— Prompt —
Return every one of the records below verbatim, line for line, leaving out the pictures.

=== Supplied data ===

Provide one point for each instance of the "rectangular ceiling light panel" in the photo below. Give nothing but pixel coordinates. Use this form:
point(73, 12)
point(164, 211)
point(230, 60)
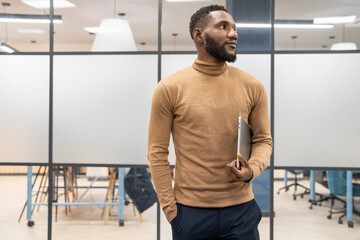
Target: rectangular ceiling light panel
point(45, 4)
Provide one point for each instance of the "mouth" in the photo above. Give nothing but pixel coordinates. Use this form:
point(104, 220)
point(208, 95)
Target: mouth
point(231, 44)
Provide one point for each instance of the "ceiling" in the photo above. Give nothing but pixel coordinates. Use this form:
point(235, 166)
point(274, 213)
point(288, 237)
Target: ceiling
point(143, 18)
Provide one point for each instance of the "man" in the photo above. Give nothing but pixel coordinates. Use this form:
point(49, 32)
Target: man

===

— Solution to this problem —
Provide one point for each instance of the "rectangular ceiling light panel" in the photo below. Give nothing but pixel coordinates. Use this form:
point(73, 12)
point(164, 211)
point(230, 60)
Target: rectangular ceiling light panel
point(45, 4)
Provide one point for each instance of the "mouth" in the photo above. Give nothing but pixel coordinates. Use this form:
point(104, 220)
point(208, 95)
Target: mouth
point(231, 44)
Provide one point for each instance of the "ceiling" in the photo above. Give nothing but pixel coordinates. Use this form:
point(235, 166)
point(274, 213)
point(288, 237)
Target: ceiling
point(143, 18)
Provide one point for each instance of the "man" in the photo above. Give nothing but pixel coordinates. Use this form:
point(49, 32)
Target: man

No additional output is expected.